**The problem**: Edit the lines starting with the one that contains "Might you point out the white" and going on through the one that contains "Target: ocean water" so that "ocean water" becomes "open sea", and give back only those lines with everything else unchanged.

**Position identification records**:
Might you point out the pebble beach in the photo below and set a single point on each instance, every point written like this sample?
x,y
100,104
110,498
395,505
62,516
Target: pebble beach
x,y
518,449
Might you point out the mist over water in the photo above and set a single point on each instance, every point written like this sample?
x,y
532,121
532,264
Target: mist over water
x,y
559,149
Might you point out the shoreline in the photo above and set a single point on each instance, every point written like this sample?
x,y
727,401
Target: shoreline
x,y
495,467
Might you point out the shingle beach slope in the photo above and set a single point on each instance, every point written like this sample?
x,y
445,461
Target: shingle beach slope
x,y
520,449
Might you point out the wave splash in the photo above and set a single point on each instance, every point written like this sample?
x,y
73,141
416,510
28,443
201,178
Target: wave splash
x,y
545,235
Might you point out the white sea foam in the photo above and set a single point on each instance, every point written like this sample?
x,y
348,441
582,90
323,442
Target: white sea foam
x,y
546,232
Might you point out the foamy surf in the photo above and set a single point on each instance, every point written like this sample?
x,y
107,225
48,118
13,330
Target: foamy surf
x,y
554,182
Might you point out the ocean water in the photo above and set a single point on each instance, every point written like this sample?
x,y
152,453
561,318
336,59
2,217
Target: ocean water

---

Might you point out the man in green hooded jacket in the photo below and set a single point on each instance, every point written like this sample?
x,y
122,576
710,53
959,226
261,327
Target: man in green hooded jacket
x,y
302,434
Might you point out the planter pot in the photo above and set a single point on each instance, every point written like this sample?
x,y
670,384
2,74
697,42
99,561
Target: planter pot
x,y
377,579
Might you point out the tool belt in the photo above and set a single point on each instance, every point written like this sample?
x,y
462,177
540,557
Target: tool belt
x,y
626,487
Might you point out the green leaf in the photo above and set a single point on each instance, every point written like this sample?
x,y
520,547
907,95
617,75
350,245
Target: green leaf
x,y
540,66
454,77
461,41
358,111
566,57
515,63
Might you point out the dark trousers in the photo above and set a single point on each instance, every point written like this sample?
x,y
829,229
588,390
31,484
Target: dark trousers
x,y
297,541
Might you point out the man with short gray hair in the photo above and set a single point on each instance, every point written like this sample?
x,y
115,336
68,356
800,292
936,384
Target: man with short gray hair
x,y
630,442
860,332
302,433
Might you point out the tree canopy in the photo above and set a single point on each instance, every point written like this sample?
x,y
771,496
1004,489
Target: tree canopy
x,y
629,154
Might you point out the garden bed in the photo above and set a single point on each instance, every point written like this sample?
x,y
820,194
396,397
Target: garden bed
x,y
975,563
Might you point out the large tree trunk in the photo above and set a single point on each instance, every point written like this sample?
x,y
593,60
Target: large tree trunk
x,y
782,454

**Completed exercise**:
Might you point out the white sea foam in the photo above and set a single point on each instance, every point written like this sample?
x,y
348,441
582,90
323,442
Target: white sea foam
x,y
546,232
Might you point out the foamy surf in the photo above and set a single point on each instance, every point written like this sample?
x,y
107,225
48,118
13,330
Target: foamy surf
x,y
554,182
Might you point out the open sea in the photo above and set a single point on each instance, every point written like this sample?
x,y
152,453
561,318
336,59
2,217
Target: open sea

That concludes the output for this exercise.